Zărnești is the most important town for visiting the national park. It is also an ideal starting point for approaches in the northern part of the massif. This town lies at a distance of 28 km from the city of Brașov, by road, bus or railway. From Zărnești, an 11 km long road makes the connection with the chalet "Plaiul Foii", which is a good starting point for climbing the ridge.

Also, from Zărnești a forest road starts from the south-western part of the town, leading through the Zărnești Gorges (Prăpăstiile Zărneștiului) and further up to the ridge. The administrative office of the National Park is located in Zărnești; a new visitor center has been built 1 km west of the town.

The traditional villages Măgura, Peștera, Ciocanu, and Șirnea are interesting starting points for the routes on the eastern slope and for getting in touch with the traditional Romanian way of life. Măgura has views towards the Bucegi and Piatra Craiului mountains.

(Stored items)
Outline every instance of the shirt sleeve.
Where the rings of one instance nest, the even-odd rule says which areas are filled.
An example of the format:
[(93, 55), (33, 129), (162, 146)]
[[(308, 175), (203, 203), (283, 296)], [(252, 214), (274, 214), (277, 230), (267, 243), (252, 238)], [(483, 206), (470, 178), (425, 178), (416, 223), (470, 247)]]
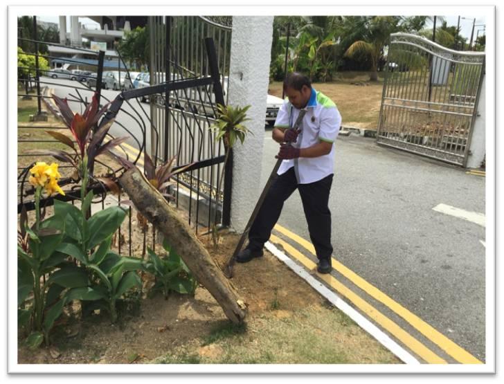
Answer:
[(278, 114), (275, 120), (275, 128), (284, 130), (289, 128), (289, 102), (285, 101), (278, 110)]
[(337, 108), (324, 109), (321, 113), (321, 129), (318, 140), (327, 143), (334, 143), (341, 125), (341, 115)]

• _YOUR TASK_:
Pick up the passage about reaching the national park from Zărnești and the nearby villages, and continue it after its last sentence. The stored items have nothing to do with the passage about Zărnești and the national park.

• _WRITTEN RESPONSE_:
== Activities==
One of the most common activities in Piatra Craiului is trekking. Prăpăstiile Zărneștilor gorge is one of the most visited sights in the massif. Because of its tall, steep walls, it is also suitable for mountain climbing. In early October, a trail-running competition takes place in Piatra Craiului National Park; the Piatra Craiului Marathon has a length of 42 km and elevation gain of 2300 m.

==In popular culture==
- The 2003 movie Cold Mountain, starring Nicole Kidman and Jude Law, was shot in Prăpastiile Zărneștiului, a gorge which is the starting point for most trails towards Piatra Craiului.